# Your instructions
Count the lines in the records below that contain the string "burlap", matching case exactly. Reply with only that number.

Point placement records
/---

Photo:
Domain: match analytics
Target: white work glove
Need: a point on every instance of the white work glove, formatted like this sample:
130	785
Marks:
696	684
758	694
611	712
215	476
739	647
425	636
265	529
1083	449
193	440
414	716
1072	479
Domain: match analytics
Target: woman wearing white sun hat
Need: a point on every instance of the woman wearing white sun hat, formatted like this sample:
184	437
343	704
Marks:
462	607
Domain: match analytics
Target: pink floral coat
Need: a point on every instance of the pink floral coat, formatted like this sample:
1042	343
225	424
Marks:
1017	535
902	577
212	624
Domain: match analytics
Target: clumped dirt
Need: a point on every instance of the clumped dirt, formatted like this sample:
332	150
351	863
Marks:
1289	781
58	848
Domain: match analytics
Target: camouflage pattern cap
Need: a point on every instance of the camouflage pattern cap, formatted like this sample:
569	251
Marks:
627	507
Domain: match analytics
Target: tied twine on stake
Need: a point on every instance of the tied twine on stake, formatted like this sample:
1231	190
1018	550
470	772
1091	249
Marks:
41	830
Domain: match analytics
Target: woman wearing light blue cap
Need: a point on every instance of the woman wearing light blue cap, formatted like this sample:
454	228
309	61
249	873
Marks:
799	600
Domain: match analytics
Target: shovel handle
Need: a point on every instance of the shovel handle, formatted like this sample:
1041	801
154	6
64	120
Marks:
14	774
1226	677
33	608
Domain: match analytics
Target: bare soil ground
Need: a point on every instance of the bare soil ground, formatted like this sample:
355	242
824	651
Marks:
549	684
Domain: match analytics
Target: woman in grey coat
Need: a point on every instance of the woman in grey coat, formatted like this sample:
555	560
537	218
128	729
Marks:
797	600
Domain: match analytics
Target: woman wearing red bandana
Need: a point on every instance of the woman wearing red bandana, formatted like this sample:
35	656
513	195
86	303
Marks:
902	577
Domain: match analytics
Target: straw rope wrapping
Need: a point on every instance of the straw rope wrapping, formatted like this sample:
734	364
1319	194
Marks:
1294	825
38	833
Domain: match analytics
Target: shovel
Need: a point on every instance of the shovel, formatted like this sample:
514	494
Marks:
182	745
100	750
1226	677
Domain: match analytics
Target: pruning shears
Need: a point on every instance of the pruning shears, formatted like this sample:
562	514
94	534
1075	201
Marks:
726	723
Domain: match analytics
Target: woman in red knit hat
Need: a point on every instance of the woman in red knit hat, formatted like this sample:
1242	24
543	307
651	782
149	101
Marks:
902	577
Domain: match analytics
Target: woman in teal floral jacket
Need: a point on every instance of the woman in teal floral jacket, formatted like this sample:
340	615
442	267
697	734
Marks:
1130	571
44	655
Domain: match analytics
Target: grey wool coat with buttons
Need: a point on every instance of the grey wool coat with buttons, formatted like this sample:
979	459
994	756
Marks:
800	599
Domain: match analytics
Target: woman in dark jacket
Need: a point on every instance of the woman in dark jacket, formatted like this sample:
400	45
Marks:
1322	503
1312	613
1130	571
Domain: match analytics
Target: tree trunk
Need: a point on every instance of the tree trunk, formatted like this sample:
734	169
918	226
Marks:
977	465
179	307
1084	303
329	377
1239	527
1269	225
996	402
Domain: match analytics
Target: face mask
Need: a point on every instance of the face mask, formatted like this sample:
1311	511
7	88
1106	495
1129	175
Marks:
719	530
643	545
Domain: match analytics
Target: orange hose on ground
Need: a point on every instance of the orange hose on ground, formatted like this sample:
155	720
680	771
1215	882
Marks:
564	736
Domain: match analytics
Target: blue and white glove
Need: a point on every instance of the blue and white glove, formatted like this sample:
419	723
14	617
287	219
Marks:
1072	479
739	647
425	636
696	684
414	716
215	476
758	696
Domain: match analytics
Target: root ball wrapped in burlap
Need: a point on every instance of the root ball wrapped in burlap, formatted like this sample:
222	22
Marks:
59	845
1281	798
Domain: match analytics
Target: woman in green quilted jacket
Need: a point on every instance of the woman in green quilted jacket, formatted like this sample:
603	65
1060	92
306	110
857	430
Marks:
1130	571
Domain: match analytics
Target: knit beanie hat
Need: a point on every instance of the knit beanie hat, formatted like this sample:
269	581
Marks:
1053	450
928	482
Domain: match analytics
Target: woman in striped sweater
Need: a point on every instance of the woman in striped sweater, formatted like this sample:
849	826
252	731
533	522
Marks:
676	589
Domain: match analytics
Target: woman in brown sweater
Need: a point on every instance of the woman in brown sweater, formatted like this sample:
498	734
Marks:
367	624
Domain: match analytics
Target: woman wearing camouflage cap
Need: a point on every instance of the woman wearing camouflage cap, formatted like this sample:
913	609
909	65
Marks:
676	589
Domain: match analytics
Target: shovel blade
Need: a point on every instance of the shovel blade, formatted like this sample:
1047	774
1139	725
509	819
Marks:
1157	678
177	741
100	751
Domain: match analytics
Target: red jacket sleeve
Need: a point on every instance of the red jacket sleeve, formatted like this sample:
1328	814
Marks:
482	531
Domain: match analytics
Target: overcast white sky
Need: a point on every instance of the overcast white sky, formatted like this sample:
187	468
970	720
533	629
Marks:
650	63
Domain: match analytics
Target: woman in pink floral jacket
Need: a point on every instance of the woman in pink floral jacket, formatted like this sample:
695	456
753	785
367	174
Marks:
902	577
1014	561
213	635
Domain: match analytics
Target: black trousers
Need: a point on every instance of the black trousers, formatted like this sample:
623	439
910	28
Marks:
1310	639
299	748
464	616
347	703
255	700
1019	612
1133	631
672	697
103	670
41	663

\---

# Response below
2